▶ [Fragmento del documento]:
━━━━━━

La Constitución española y las trampas del reformismo imaginario

Gerardo Pisarello

08/12/2013


El punto de partida: un persistente golpe deconstituyente

Las reacciones al aniversario de la Constitución española pueden considerarse un reflejo de la situación de bloqueo político con la que se está cerrando el año 2013. El Gobierno ha utilizado la efeméride para ofrecerse como el mejor valedor del texto de 1978, a pesar de que nunca como en últimos tiempos se habían denunciado tantas vulneraciones a sus elementos más garantistas. La actitud reviste especial patetismo cuando atañe a la "soberanía nacional" recogida en el artículo 1. El Gobierno presume de ser su guardián más fiero frente a las demandas soberanistas catalanas o vascas. Pero la pose impresiona poco en un contexto en el que las abdicaciones ante la Troika y el gobierno Merkel son constantes, como bien quedó de manifiesto en el debate sobre los presupuestos generales. La posición del PSOE tampoco se ha caracterizado por la claridad de miras. Para contrarrestar el singular patriotismo constitucional desplegado por el PP, ha lanzado una andanada variopinta de posibles enmiendas. Muchas de ellas son ambiguas o irrealizables, y apenas consiguen ocultar dos hechos. Uno, la falta de ideas o de predisposición para avanzar alternativas sociales y económicas urgentes que, en principio, no necesitarían enmienda constitucional alguna. Y dos, la estridente incompatibilidad entre este reformismo sobrevenido y el triste papel que le cupo en la consagración constitucional de la prioridad absoluta del pago de la deuda, una regresión que excedía incluso lo exigido por el Banco Central Europeo y que carece de parangón en el Derecho constitucional comparado. Fuera de allí, el panorama tampoco es demasiado alentador. En un contexto de reflujo de la movilización social, Izquierda Unida no ha comparecido a los fastos constitucionales, pero ha oscilado entre un reformismo que no está a su alcance y la idea de un proceso constituyente que, dada la correlación de fuerzas, resulta un brindis al sol, sobre todo cuando se piensa en clave estatal. En Cataluña, el País Vasco o Galicia, la desafección constitucional ha exhibido niveles social y políticamente más significativos. Y si bien el reclamo del derecho a decidir ofrece más consistencia a la propuesta de una ruptura constituyente, se trata de un horizonte no exento de obstáculos.

━━━━━━

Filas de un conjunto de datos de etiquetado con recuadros
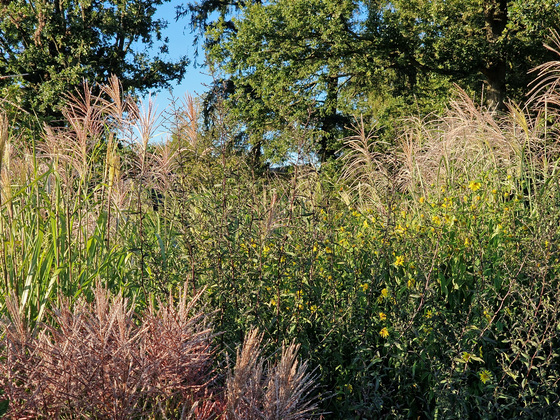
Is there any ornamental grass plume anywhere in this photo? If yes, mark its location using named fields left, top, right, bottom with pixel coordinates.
left=225, top=330, right=317, bottom=420
left=0, top=285, right=220, bottom=420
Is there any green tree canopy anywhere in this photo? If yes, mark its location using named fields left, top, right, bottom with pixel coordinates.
left=0, top=0, right=188, bottom=123
left=185, top=0, right=560, bottom=160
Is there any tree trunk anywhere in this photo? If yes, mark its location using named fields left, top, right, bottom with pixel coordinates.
left=319, top=73, right=338, bottom=162
left=482, top=0, right=508, bottom=111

━━━━━━

▶ [Instrucciones y requisitos]:
Resume en dos oraciones el texto sobre la Constitución española. Las líneas constituyen un material aparte, sin relación con el texto.

▶ [Resultado del ejercicio]:
En el aniversario de la Constitución, el Gobierno se presenta como el mejor valedor del texto de 1978 y como guardián de la soberanía nacional frente a las demandas soberanistas catalanas o vascas, aunque sus abdicaciones ante la Troika y el gobierno Merkel son constantes. El PSOE ha lanzado enmiendas en muchos casos ambiguas o irrealizables que contrastan con su papel en la consagración constitucional de la prioridad absoluta del pago de la deuda, Izquierda Unida oscila entre un reformismo fuera de su alcance y un proceso constituyente que, dada la correlación de fuerzas, resulta un brindis al sol, y en Cataluña, el País Vasco o Galicia la desafección constitucional alcanza niveles más significativos.